### Exercise
Exactly as given, output all the records that follow.

### Collected data
BEGIN
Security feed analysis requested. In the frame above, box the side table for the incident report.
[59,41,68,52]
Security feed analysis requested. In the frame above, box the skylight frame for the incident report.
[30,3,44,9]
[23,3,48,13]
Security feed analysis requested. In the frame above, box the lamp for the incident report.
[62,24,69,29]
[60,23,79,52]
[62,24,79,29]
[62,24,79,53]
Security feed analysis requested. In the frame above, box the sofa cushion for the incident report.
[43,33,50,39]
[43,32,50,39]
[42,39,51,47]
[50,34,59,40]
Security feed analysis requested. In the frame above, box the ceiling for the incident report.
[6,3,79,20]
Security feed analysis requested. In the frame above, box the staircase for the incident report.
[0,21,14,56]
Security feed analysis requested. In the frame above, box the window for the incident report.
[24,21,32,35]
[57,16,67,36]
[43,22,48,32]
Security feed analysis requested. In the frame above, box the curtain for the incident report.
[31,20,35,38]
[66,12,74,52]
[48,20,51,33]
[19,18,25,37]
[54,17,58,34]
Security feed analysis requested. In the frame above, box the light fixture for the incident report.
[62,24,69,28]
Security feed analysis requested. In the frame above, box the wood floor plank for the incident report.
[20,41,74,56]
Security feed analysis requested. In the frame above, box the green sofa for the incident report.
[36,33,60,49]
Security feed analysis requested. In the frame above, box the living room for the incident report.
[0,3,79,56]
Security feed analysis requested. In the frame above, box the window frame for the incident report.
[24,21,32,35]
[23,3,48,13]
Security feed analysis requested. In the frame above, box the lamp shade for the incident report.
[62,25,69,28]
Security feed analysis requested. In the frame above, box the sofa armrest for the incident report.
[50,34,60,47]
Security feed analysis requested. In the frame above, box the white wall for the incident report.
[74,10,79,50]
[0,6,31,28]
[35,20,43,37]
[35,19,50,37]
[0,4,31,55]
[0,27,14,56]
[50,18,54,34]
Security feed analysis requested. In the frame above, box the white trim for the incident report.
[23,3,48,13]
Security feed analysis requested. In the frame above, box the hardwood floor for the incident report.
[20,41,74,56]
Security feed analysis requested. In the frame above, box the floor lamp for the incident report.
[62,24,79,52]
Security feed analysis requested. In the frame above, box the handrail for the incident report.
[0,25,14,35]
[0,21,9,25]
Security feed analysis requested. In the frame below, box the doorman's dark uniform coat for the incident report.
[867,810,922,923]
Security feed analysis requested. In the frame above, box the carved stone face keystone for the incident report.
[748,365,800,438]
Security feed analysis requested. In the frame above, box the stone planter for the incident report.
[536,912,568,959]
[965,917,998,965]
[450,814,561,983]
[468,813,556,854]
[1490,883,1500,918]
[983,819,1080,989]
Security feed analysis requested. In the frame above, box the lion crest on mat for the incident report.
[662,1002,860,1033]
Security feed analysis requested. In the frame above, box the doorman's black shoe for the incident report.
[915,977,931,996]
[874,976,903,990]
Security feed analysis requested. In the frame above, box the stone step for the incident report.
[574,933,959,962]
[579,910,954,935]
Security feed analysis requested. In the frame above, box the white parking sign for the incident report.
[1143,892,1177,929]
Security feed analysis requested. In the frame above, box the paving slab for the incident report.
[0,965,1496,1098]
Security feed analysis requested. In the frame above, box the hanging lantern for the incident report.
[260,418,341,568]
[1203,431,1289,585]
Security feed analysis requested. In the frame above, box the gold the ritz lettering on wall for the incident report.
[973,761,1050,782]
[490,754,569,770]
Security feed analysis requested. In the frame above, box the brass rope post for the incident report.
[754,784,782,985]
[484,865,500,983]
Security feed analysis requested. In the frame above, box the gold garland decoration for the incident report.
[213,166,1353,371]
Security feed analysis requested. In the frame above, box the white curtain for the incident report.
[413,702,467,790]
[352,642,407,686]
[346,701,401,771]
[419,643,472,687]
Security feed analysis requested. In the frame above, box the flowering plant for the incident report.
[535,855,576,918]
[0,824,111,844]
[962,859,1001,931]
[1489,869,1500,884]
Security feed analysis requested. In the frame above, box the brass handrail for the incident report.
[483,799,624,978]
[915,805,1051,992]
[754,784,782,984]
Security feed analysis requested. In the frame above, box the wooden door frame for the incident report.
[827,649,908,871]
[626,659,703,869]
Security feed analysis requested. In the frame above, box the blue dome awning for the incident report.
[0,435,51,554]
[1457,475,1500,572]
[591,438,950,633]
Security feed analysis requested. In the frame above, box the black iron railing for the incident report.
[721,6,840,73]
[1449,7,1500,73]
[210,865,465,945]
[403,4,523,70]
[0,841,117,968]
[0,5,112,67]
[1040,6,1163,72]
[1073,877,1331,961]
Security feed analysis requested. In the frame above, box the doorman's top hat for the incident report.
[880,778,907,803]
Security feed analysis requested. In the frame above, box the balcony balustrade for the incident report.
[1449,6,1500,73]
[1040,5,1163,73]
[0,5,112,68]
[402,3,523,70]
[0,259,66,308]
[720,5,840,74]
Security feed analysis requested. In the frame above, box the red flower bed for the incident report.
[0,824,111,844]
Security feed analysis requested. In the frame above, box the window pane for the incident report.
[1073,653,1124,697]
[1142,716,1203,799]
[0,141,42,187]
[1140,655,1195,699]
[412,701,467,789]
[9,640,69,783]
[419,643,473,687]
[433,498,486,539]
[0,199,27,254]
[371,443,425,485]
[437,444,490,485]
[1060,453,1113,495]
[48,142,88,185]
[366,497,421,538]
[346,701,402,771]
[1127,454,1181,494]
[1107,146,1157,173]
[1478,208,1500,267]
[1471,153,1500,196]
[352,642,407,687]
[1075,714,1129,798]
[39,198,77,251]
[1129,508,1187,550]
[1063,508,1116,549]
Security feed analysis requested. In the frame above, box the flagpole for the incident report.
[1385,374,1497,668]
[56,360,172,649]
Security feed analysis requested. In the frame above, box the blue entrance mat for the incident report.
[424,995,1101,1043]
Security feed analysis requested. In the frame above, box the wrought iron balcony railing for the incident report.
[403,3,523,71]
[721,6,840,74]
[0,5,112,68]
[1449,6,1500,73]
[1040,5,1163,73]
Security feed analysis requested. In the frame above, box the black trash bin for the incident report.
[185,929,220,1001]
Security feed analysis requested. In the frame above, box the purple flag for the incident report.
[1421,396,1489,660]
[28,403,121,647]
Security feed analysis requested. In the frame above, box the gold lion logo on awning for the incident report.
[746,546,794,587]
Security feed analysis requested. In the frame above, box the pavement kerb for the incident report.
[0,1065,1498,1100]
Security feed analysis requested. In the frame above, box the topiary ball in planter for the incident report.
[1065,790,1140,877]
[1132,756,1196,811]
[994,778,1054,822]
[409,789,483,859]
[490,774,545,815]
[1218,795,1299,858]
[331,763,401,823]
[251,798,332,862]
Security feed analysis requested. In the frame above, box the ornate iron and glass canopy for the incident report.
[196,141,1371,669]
END
### Answer to this task
Security feed analysis requested. In the frame above, box the side table for the incident report.
[59,41,68,52]
Security feed analysis requested. In the frame above, box the skylight frame for the incident report.
[30,3,44,9]
[23,3,48,13]
Security feed analysis requested. In the frame above, box the lamp for the incident report.
[62,24,69,29]
[60,23,79,52]
[62,24,79,29]
[62,24,79,53]
Security feed analysis requested. In the frame above, box the sofa cushion for the incident report.
[43,33,50,39]
[43,32,50,39]
[42,39,51,47]
[50,34,59,40]
Security feed analysis requested. In the frame above, box the ceiling for the incident report.
[6,3,79,20]
Security feed analysis requested. In the frame above, box the staircase for the incident report.
[0,21,14,56]
Security feed analysis requested. In the frame above, box the window for the incident report.
[24,21,32,35]
[57,16,67,36]
[43,22,48,32]
Security feed analysis requested. In the frame above, box the curtain for the incident report.
[31,20,35,38]
[66,12,74,52]
[48,20,51,33]
[19,18,25,37]
[54,17,58,34]
Security feed analysis requested. In the frame above, box the light fixture for the incident report.
[62,24,69,28]
Security feed analysis requested. In the frame above, box the wood floor plank for the incident report.
[20,41,74,56]
Security feed analysis requested. In the frame above, box the green sofa for the incident report.
[36,33,60,49]
Security feed analysis requested. In the frame above, box the living room for the incident report.
[0,3,79,56]
Security feed analysis requested. In the frame above, box the window frame for the incident report.
[24,21,32,35]
[23,3,48,13]
Security feed analysis requested. In the frame above, box the lamp shade for the incident report.
[62,25,69,28]
Security feed analysis requested. In the frame above, box the sofa armrest for the incident report.
[50,34,60,47]
Security feed analysis requested. In the frame above, box the white wall for the incident report.
[74,10,79,50]
[0,6,31,28]
[35,20,43,37]
[35,19,50,37]
[0,4,31,55]
[0,27,14,56]
[50,18,54,34]
Security feed analysis requested. In the frame above, box the white trim for the incident report.
[23,3,48,13]
Security feed analysis requested. In the frame above, box the hardwood floor for the incident report.
[20,41,74,56]
Security feed analysis requested. In the frame above, box the floor lamp for the incident report.
[62,24,79,52]
Security feed analysis requested. In the frame above, box the handrail for the incident report.
[0,25,14,35]
[0,21,9,25]
Security feed analysis requested. In the frame below, box the doorman's dark uniform coat for the incident report.
[867,810,922,923]
Security feed analysis requested. In the frame above, box the carved stone face keystone for the incident report.
[748,365,800,438]
Security feed analysis requested. In the frame above, box the stone planter for the incident report.
[536,912,568,959]
[965,917,998,965]
[450,814,561,983]
[468,813,556,854]
[1490,883,1500,918]
[983,819,1080,989]
Security feed analysis requested. In the frame above, box the lion crest on mat for the incident report.
[662,1002,860,1033]
Security feed analysis requested. In the frame above, box the doorman's black shoe for the incident report.
[915,977,931,996]
[874,976,903,990]
Security feed analysis requested. In the frame above, box the stone step for the incident report.
[574,933,959,962]
[579,910,954,935]
Security feed analysis requested. In the frame above, box the white parking sign for the incident report.
[1143,892,1177,929]
Security feed analysis requested. In the frame above, box the paving slab for the incident report.
[0,965,1496,1098]
Security feed analysis requested. In the frame above, box the hanging lantern for the incident report.
[260,418,341,568]
[1203,431,1289,585]
Security feed analysis requested. In the frame above, box the gold the ritz lettering on wall for the incident report.
[973,761,1050,782]
[490,754,569,770]
Security feed analysis requested. In the frame above, box the brass rope post for the incident report.
[754,784,782,985]
[484,865,500,983]
Security feed analysis requested. In the frame above, box the gold garland decoration for the incident report.
[213,166,1353,371]
Security feed analysis requested. In the frame above, box the white curtain for the incident report.
[413,702,467,790]
[352,642,407,686]
[346,701,401,771]
[419,643,472,687]
Security feed analysis requested. In the frame above, box the flowering plant for the incident report.
[535,855,576,918]
[0,824,111,844]
[962,859,1001,931]
[1489,869,1500,884]
Security feed analysis requested. In the frame above, box the brass handrail for the incident report.
[483,799,624,978]
[915,805,1051,992]
[754,784,782,984]
Security feed analysis requested. In the frame above, box the wooden door frame for the incident report.
[827,649,908,871]
[626,659,703,869]
Security feed analysis requested. In the frame above, box the blue dome awning for the incident report.
[0,435,51,554]
[1457,475,1500,572]
[591,438,950,633]
Security feed analysis requested. In the frame above, box the black iron railing for the incident report.
[721,6,840,73]
[1449,7,1500,73]
[210,865,465,945]
[403,4,523,70]
[0,841,117,968]
[0,5,112,67]
[1040,6,1163,72]
[1073,877,1331,961]
Security feed analysis requested. In the frame above, box the doorman's top hat for the incident report.
[880,778,907,803]
Security feed analysis requested. In the frame above, box the balcony balustrade for the incident report.
[1449,6,1500,73]
[1040,5,1163,73]
[0,5,112,68]
[402,3,523,70]
[0,259,66,308]
[720,5,840,74]
Security feed analysis requested. In the frame above, box the red flower bed for the incident report.
[0,824,111,844]
Security feed analysis requested. In the frame above, box the window pane for the incident report.
[1073,653,1124,697]
[1142,716,1203,799]
[0,141,42,187]
[1140,655,1195,699]
[412,701,467,789]
[9,640,69,783]
[419,643,473,687]
[433,498,486,539]
[0,199,27,254]
[371,443,425,485]
[437,444,490,485]
[1060,453,1113,495]
[48,142,88,185]
[366,497,421,538]
[346,701,402,771]
[1127,454,1181,494]
[1107,146,1157,173]
[1478,208,1500,267]
[1471,153,1500,196]
[352,642,407,687]
[1075,714,1129,798]
[39,198,77,251]
[1129,508,1187,550]
[1063,508,1116,549]
Security feed analysis requested. In the frame above, box the flagpole for the incident report.
[1385,374,1497,668]
[56,360,172,649]
Security feed analysis requested. In the frame above, box the blue entrance mat for the incident report.
[424,995,1101,1043]
Security feed analysis requested. In the frame above, box the wrought iron balcony railing for the incident report.
[403,3,523,71]
[721,6,840,74]
[0,5,112,68]
[1449,6,1500,73]
[1040,5,1163,73]
Security feed analysis requested. In the frame above, box the black trash bin for the incident report.
[185,929,220,1001]
Security feed analysis requested. In the frame above, box the purple flag for the incident report.
[1421,396,1489,660]
[28,403,121,647]
Security feed analysis requested. In the frame above, box the gold lion logo on awning for the incident report.
[746,546,794,587]
Security feed analysis requested. In the frame above, box the pavement kerb for the incident report.
[0,1065,1498,1100]
Security feed analysis requested. In the frame above, box the topiary ball in planter for the incident report.
[1065,790,1140,877]
[1132,756,1196,811]
[994,778,1054,822]
[409,789,483,859]
[490,774,545,815]
[1218,795,1299,858]
[331,763,401,823]
[251,798,332,862]
Security feed analysis requested. In the frame above, box the ornate iron and glass canopy for the incident report.
[196,141,1371,669]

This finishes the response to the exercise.